Direction:
Recast the material below as a Markdown table with the columns "Row" and "Line", one numbered row per line, omitting blank lines and any pictures.

Records provided:
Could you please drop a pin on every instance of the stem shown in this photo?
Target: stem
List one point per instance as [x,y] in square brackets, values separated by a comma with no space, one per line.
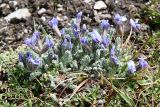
[127,40]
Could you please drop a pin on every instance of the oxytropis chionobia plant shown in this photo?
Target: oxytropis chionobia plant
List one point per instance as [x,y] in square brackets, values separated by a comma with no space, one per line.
[77,48]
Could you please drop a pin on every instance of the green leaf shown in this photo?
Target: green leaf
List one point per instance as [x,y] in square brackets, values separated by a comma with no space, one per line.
[125,97]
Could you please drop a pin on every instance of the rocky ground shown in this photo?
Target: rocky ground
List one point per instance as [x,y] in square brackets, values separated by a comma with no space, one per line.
[19,18]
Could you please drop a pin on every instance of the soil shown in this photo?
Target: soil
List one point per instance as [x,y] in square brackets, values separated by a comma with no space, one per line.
[13,33]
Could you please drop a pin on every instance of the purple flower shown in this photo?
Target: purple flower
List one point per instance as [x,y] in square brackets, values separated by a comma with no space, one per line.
[53,22]
[114,59]
[96,37]
[78,16]
[135,25]
[63,31]
[119,19]
[75,31]
[20,57]
[104,24]
[84,40]
[84,28]
[36,34]
[131,66]
[68,37]
[105,41]
[142,63]
[64,42]
[48,42]
[70,45]
[32,61]
[112,51]
[33,40]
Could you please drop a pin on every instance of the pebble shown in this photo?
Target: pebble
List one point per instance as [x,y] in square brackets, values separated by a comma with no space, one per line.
[60,9]
[18,14]
[14,3]
[107,1]
[42,11]
[106,16]
[3,5]
[43,18]
[99,5]
[87,1]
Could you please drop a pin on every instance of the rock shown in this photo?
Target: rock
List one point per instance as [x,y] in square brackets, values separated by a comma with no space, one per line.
[14,3]
[20,14]
[3,5]
[105,16]
[42,11]
[87,1]
[59,6]
[107,2]
[99,5]
[60,9]
[43,18]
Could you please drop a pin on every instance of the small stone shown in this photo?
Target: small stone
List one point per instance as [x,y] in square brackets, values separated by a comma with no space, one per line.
[105,16]
[99,5]
[3,5]
[26,31]
[107,1]
[60,9]
[14,3]
[87,1]
[59,5]
[42,11]
[43,18]
[19,14]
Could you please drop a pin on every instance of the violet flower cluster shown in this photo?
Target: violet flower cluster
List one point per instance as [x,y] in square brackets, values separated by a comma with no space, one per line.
[142,64]
[39,46]
[81,36]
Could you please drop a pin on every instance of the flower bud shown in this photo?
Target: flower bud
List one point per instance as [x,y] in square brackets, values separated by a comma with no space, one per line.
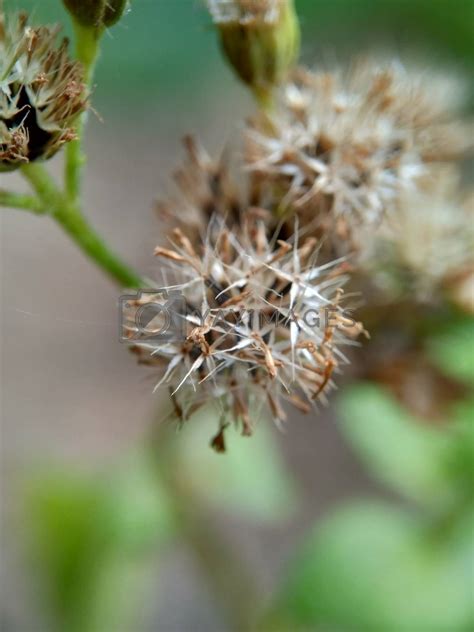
[42,92]
[260,39]
[96,13]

Final result:
| Row | Line |
|---|---|
| 1 | Could you please drop a pin on every instance of the stem shown in this photo? |
| 2 | Target: stem |
| 3 | List one point per instance as [x,y] in square brackets, values separated by a comma with no space, one per line. |
| 4 | [127,40] |
| 5 | Could you please drop a pin on every instance of the oxytropis chionobia plant shown in this photo? |
| 6 | Target: oxytropis chionobia plant |
| 7 | List one point per instance as [x,y] in square brackets, values separated by a comma with no space, one per line. |
| 8 | [77,48] |
| 9 | Could you please drop a pin on every instance of the green leaf shown in this photo? |
| 10 | Target: green leaf |
| 11 | List one point per instance as [x,y] in square brackets, values separated by a comma with no space, one per line. |
| 12 | [125,97] |
| 13 | Could you please drop a pin on every instance of the rocky ground shown in this photo? |
| 14 | Target: rocky ground |
| 15 | List one point per instance as [x,y] in square brackets, values separated by a comma with no space, one per line. |
| 16 | [19,18] |
| 17 | Could you please drop a pin on every instance of the soil shown in this photo? |
| 18 | Target: soil |
| 19 | List one point per instance as [x,y] in square brackets, values separated by a comma with no space, one per line. |
| 20 | [13,33] |
| 21 | Could you please drop a pin on every instance of the purple flower shown in this photo? |
| 22 | Target: purple flower |
| 23 | List one point per instance as [x,y] in square brackets, values separated by a comma with no space, one per line. |
| 24 | [53,22] |
| 25 | [114,59] |
| 26 | [96,37] |
| 27 | [78,16] |
| 28 | [135,25] |
| 29 | [63,31] |
| 30 | [119,19] |
| 31 | [75,31] |
| 32 | [20,57] |
| 33 | [104,24] |
| 34 | [84,40] |
| 35 | [84,28] |
| 36 | [36,34] |
| 37 | [131,66] |
| 38 | [68,37] |
| 39 | [105,41] |
| 40 | [142,63] |
| 41 | [64,42] |
| 42 | [48,42] |
| 43 | [70,45] |
| 44 | [32,61] |
| 45 | [112,51] |
| 46 | [33,40] |
| 47 | Could you please drop a pin on every instance of the pebble shown in this photo? |
| 48 | Target: pebble |
| 49 | List one point per instance as [x,y] in square brackets, values separated by a comma with no space, one per line. |
| 50 | [60,9] |
| 51 | [18,14] |
| 52 | [14,3] |
| 53 | [107,1] |
| 54 | [42,11] |
| 55 | [106,16] |
| 56 | [3,5] |
| 57 | [43,18] |
| 58 | [99,5] |
| 59 | [87,1] |
| 60 | Could you please drop a pin on every instance of the rock shown in this photo? |
| 61 | Target: rock |
| 62 | List one point per instance as [x,y] in square brackets, values separated by a comma with no space, one per line. |
| 63 | [14,3] |
| 64 | [20,14] |
| 65 | [3,5] |
| 66 | [105,16] |
| 67 | [42,11] |
| 68 | [87,1] |
| 69 | [59,6] |
| 70 | [107,2] |
| 71 | [99,5] |
| 72 | [60,9] |
| 73 | [43,18] |
| 74 | Could you please drop a pin on every instance of the small stone shown in this photo? |
| 75 | Target: small stone |
| 76 | List one point per instance as [x,y] in square brackets, values separated by a comma with no space, one per line. |
| 77 | [105,16] |
| 78 | [99,5] |
| 79 | [3,5] |
| 80 | [26,31] |
| 81 | [107,1] |
| 82 | [60,9] |
| 83 | [14,3] |
| 84 | [87,1] |
| 85 | [59,5] |
| 86 | [42,11] |
| 87 | [43,18] |
| 88 | [19,14] |
| 89 | Could you please drop a pin on every instance of the violet flower cluster shown in this photo? |
| 90 | Target: violet flower cluster |
| 91 | List one point per instance as [x,y] in square brackets, values separated by a comma with no space, one per line. |
| 92 | [142,64] |
| 93 | [39,46] |
| 94 | [81,36] |
| 95 | Could you please drop a pin on every instance of the flower bud shown in this photo? |
| 96 | Target: flower bud |
| 97 | List one point per instance as [x,y] in square brackets, values separated by a comma with no space, one per line. |
| 98 | [42,92] |
| 99 | [260,39] |
| 100 | [96,13] |